§ **WHAT YOU ARE ASKED TO DO**: Here are some records; return them all exactly.

§ **INFORMATION SHOWN**:
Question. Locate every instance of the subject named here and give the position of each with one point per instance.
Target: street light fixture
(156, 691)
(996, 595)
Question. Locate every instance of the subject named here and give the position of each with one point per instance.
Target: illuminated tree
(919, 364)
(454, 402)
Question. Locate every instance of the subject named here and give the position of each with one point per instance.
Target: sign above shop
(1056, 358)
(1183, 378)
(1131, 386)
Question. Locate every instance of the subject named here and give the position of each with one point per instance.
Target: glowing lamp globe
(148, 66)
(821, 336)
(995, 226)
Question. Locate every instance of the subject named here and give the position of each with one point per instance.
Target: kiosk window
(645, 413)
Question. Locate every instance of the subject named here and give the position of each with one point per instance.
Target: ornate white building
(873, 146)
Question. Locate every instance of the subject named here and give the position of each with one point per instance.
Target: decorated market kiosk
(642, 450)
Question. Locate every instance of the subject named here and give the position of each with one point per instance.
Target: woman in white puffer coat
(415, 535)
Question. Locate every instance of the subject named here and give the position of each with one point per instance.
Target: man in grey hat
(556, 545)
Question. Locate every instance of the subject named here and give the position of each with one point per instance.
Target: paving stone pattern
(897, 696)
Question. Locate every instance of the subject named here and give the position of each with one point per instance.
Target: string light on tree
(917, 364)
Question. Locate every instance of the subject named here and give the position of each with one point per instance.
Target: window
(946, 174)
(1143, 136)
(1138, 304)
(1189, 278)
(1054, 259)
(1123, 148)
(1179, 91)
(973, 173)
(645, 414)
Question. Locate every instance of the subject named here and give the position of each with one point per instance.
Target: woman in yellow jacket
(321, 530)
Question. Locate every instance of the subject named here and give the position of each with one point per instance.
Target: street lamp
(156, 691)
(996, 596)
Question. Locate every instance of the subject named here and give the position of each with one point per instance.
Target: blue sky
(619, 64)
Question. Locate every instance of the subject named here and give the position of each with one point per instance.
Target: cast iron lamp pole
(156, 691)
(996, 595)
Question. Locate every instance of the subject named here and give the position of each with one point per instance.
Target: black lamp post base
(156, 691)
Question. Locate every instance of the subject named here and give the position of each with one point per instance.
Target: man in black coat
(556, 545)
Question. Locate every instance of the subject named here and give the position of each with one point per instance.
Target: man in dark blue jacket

§ **ANSWER IN FULL**:
Question. Locate every instance of the subject named here and give the position of each with one point per instance.
Target: street light fixture
(156, 691)
(996, 595)
Question. Locate every instance of the subject named here and give the position of each with one point per instance.
Target: illuminated tree
(919, 364)
(454, 402)
Question. Locate every instance of the subject named here and give the position of each with one point per instance.
Target: sign above shop
(1056, 358)
(1183, 378)
(1131, 386)
Question. Locate every instance of the subject named here and give the position of each with one point per instance.
Target: glowing lamp globe
(148, 66)
(821, 336)
(995, 226)
Question. Locate every instance of the subject named here and give the position of each with one point per instance.
Target: kiosk window
(645, 413)
Question. Locate every instance of the subject named here and give the position of each with one point per instance.
Target: ornate white building
(873, 146)
Question. Locate every instance of the subject named here and give the position of each with one point per instance.
Target: decorated market kiosk
(642, 450)
Question. Locate every instance of the subject named here and give the position of each with one point per instance.
Target: woman in white puffer coat
(415, 535)
Question. Locate every instance of the subject named here and give the position of each with one point per instance.
Target: man in grey hat
(556, 545)
Question. Locate every instance of the subject named here and give the position of each with one point per instance.
Target: paving stone pattern
(897, 696)
Question. Locate every instance of the subject named here and give the position of each with one point per instance.
Target: string light on tree
(917, 364)
Question. Locate every instance of the subject named here and give the position of each with one point per instance.
Target: window
(946, 174)
(1143, 136)
(1138, 304)
(1189, 278)
(1054, 259)
(1123, 148)
(1179, 91)
(973, 173)
(645, 414)
Question. Locate every instance of the subject named here and give the position of each with one point per instance.
Target: woman in yellow jacket
(321, 530)
Question. Locate every instance of the subject named here and give the position of each with one point per instance.
Target: street lamp
(156, 691)
(996, 596)
Question. Locate every instance of the subject named here and give the position of each with one point per instance.
Target: blue sky
(619, 64)
Question. Locate every instance of the subject named here and give the position of each with one point per instance.
Target: cast iron lamp pole
(156, 691)
(996, 595)
Question. Locate every instance of the subject named here and give the position of each with one point per instance.
Target: black lamp post base
(156, 691)
Question. Locate every instance of the subject named here and give the position of each with one point per instance.
Target: man in black coat
(556, 545)
Question. Locate every instance of the subject named here and give the position of each with one point per instance.
Target: man in dark blue jacket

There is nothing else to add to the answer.